**WHAT IS EXPECTED:** Format everything from the start of the entries down through the line containing "positive clicks: (685, 626)" as a Markdown table with the columns No. and Text. Give each line its own numbered row, and skip any blank lines.

(MATERIAL FOR THE TASK)

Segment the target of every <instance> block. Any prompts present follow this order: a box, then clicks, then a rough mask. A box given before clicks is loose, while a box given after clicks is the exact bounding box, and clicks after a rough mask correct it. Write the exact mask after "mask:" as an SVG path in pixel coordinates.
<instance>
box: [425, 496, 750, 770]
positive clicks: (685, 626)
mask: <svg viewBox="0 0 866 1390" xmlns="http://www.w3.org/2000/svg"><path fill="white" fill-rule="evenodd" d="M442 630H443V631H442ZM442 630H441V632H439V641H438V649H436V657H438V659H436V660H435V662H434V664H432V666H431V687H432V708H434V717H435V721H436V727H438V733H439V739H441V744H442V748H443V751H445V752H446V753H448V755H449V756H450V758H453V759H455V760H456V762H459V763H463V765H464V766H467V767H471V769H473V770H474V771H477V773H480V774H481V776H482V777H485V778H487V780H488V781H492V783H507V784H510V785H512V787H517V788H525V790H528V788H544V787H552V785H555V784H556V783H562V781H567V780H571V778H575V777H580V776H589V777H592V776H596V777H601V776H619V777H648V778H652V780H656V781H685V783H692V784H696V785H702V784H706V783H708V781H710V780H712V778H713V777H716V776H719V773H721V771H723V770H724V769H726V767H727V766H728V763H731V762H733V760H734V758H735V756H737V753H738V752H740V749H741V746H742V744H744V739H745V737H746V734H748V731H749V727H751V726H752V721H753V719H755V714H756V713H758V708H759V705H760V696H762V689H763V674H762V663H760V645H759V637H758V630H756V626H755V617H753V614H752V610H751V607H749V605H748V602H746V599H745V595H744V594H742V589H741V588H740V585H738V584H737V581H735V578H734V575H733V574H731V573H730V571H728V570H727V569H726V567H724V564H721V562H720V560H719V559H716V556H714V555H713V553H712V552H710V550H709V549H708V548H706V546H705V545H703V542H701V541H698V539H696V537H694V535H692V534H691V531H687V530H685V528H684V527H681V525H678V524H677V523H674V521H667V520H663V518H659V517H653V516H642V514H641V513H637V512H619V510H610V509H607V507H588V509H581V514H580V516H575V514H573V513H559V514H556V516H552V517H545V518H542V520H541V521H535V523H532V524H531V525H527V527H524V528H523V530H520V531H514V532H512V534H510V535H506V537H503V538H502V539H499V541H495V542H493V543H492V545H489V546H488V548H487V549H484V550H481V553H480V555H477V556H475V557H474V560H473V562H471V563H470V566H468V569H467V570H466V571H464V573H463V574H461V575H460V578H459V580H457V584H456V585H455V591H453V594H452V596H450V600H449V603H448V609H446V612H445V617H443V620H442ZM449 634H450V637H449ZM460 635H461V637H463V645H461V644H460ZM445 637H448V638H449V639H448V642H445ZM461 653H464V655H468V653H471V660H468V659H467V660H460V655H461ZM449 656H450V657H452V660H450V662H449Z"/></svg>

(End MATERIAL FOR THE TASK)

**SOLUTION TO THIS TASK:**
| No. | Text |
|---|---|
| 1 | Segment the target of every <instance> block. Any prompts present follow this order: a box, then clicks, then a rough mask. A box given before clicks is loose, while a box given after clicks is the exact bounding box, and clicks after a rough mask correct it. Write the exact mask after "mask:" as an SVG path in pixel coordinates. |
| 2 | <instance> |
| 3 | box: [425, 496, 750, 770] |
| 4 | positive clicks: (685, 626) |